Exercise goal
Leave every picture out and write out the records below exactly.

Extracted data below:

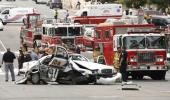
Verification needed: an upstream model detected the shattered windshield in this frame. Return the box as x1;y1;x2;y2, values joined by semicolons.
123;36;166;49
146;36;166;49
123;36;145;49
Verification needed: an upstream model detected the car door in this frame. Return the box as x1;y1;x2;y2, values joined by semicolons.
39;56;52;80
49;46;69;68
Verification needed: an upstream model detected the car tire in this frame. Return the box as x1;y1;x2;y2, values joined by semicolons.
31;72;40;84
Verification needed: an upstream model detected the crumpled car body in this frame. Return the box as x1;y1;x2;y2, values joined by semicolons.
17;46;121;85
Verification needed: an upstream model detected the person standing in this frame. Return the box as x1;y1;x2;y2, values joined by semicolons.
113;47;121;72
17;49;25;75
2;48;16;82
30;49;38;61
54;9;58;22
65;10;69;23
76;1;81;9
75;46;81;54
93;46;100;63
119;47;128;83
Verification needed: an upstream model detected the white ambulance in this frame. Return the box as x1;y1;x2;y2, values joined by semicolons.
69;3;123;24
0;7;37;25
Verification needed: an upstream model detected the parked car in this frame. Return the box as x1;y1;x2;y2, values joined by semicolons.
0;20;3;31
17;46;120;85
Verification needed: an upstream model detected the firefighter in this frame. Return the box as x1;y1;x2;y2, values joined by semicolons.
93;46;100;63
113;47;121;72
54;9;58;21
21;43;28;53
119;47;128;83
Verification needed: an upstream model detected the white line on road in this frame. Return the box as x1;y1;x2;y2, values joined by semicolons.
0;39;7;51
89;95;118;98
160;91;170;93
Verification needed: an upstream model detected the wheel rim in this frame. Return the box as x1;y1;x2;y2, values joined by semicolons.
31;73;40;84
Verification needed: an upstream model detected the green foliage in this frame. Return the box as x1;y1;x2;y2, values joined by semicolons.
85;0;116;3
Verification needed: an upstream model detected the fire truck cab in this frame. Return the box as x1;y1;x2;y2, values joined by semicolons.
41;23;84;48
20;13;42;48
94;19;168;80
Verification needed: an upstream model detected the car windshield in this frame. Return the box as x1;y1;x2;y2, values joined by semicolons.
70;55;88;61
146;36;166;49
123;36;145;49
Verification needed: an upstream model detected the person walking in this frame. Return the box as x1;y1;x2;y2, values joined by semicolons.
17;49;25;76
119;47;128;83
2;48;16;82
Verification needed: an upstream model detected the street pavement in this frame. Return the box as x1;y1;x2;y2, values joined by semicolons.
0;0;170;100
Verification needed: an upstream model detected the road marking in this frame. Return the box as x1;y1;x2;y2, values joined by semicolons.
89;95;118;98
0;39;7;51
160;91;170;93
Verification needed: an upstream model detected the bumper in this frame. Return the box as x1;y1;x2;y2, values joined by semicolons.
127;65;168;71
96;73;121;84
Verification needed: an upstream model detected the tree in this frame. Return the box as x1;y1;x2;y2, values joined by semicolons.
85;0;117;3
118;0;147;9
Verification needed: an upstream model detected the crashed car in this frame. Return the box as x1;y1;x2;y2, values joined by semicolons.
17;46;121;85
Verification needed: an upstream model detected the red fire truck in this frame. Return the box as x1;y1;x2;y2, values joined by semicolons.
94;21;168;80
20;13;42;48
41;23;84;48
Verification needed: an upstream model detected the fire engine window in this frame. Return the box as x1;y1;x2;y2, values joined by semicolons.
55;27;67;36
68;27;81;36
104;30;111;39
146;36;166;49
123;36;145;49
96;31;101;39
49;28;55;36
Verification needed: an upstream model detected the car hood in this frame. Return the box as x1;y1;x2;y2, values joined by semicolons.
23;61;38;70
73;60;114;70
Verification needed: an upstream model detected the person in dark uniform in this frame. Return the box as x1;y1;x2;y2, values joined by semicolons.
17;49;25;75
119;47;128;83
2;48;16;82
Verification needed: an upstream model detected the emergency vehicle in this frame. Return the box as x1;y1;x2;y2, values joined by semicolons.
69;3;122;24
41;23;83;48
93;19;168;80
0;7;37;25
20;12;42;48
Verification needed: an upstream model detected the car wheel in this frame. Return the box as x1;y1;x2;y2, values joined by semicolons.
31;73;40;84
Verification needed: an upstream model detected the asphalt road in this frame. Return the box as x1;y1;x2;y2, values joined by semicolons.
0;0;170;100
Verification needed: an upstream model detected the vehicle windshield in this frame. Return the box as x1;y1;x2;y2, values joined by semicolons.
123;36;166;49
146;36;166;49
55;27;82;36
70;55;88;61
123;36;145;49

End of Extracted data.

Reply
Verification needed: an upstream model detected the shattered windshield in this frame. Return the box as x1;y1;x2;y2, values joined by semicolons.
123;36;166;49
146;36;166;49
123;36;145;49
Verification needed: an upstream model detected the car door in this frame. Return the box as x1;y1;x2;y2, values joined by semicolons.
39;56;52;80
49;46;69;68
Verification needed: an upstream model detected the car tire in this frame. Return the box as x1;y1;x2;y2, values joined by semicolons.
31;72;40;84
Verification needed: an upstream model detected the crumpled car body in this frame. Return the box as x1;y1;x2;y2, values joined by semicolons.
17;46;121;85
Verification needed: an upstream model detected the person standing in this frame. Return the box as x1;y1;x2;y2, values joined by semicolons.
113;47;121;72
17;49;25;75
2;48;16;82
30;49;38;61
54;9;58;22
65;10;69;23
76;1;81;9
75;46;81;54
93;46;100;63
119;47;128;83
Verification needed: an upstream model detected the white ambulance in this frame. Return the box as x1;y1;x2;y2, values joined by semicolons.
69;3;123;24
0;7;37;25
Verification needed: an upstream model detected the parked car in this frame. Return the box as x1;y1;x2;y2, values joined by semicolons.
0;20;3;31
17;46;120;85
Verification needed: an upstream model detected the firefighter in this frame. Return the box as x1;y1;x2;y2, values joined by semicolons.
93;46;100;63
113;47;121;72
54;9;58;21
21;43;28;53
119;47;128;83
Verification needed: an upstream model detected the white line on road in this frame. Return the box as x1;y1;x2;y2, values joined by semicolons.
0;39;7;51
89;95;118;98
160;91;170;93
Verification needed: an upstream model detected the wheel rim in this frame. Return the box as x1;y1;x2;y2, values joined by semicolons.
31;73;40;84
Verification needed: an upstream model detected the green foliage in this frame. Return the box as x1;y1;x2;y2, values joined by semicolons.
85;0;116;3
Verification needed: an upstream model detected the fire truck cab in this frame. Return the box as x1;y1;x2;y2, values joined by semicolons.
41;23;84;48
20;13;42;48
94;19;168;80
Verification needed: an upstream model detected the car windshield in this frame. Return the box as x1;y1;x2;y2, values joined by semicolons.
70;55;88;61
146;36;166;49
123;36;145;49
Verification needed: an upstream model detected the person walking in this frame. Return the box as x1;y1;x2;y2, values joined by semicolons.
17;49;25;76
119;47;128;83
2;48;16;82
Verification needed: an upstream model detected the street pavement in this frame. Return the box as x1;y1;x2;y2, values joined by semicolons.
0;0;170;100
Verification needed: an upstream model detected the road marking in this frame. Return the box as x1;y1;x2;y2, values joined by semicolons.
89;95;118;98
0;39;7;51
160;91;170;93
Verification needed: an upstream model detected the bumper in this frame. Return the box as x1;y1;x2;y2, values joined by semicolons.
127;65;168;71
96;73;121;84
Verification needed: an upstream model detected the tree in this frame. Return the box as x1;y1;x2;y2, values joined by semicolons.
85;0;117;3
118;0;147;9
Verification needed: an upstream model detected the crashed car in this frame. Return the box as x1;y1;x2;y2, values joined by semicolons.
17;46;121;85
Verification needed: an upstream model detected the red fire truck in this frame. Return the box as x1;y1;x2;y2, values joined by semicolons.
94;21;168;80
20;13;42;48
41;23;84;48
Verification needed: an upstream model detected the fire engine window in this frame. Return the box as x1;y1;x2;y2, values joined by semicolons.
55;27;67;36
68;27;81;36
104;30;111;39
146;36;166;49
123;36;145;49
96;31;101;39
49;28;55;36
Verification needed: an upstream model detected the car hood in this frame. Return the box as x1;y1;x2;y2, values joined by semicolons.
23;61;38;70
73;60;114;70
Verification needed: an upstream model detected the person in dark uniform in this frame. Return the box as x1;y1;x2;y2, values joined by semicolons.
17;49;25;75
119;47;128;83
2;48;16;82
Verification needed: an upstream model detected the emergency vehicle in this frame. Return the box as x1;y1;x2;y2, values joined by semicolons.
69;3;122;24
41;23;83;48
93;19;168;80
0;7;37;25
20;12;42;48
Verification needed: an upstream model detected the car wheel in this frame. Return the box as x1;y1;x2;y2, values joined by semicolons.
31;73;40;84
Verification needed: an upstream model detected the asphalt road in this frame. Return the box as x1;y1;x2;y2, values joined by semicolons.
0;0;170;100
Verification needed: an upstream model detected the vehicle windshield in this frame. Return the box as x1;y1;x2;y2, values joined by semicolons.
123;36;166;49
146;36;166;49
55;27;82;36
70;55;88;61
123;36;145;49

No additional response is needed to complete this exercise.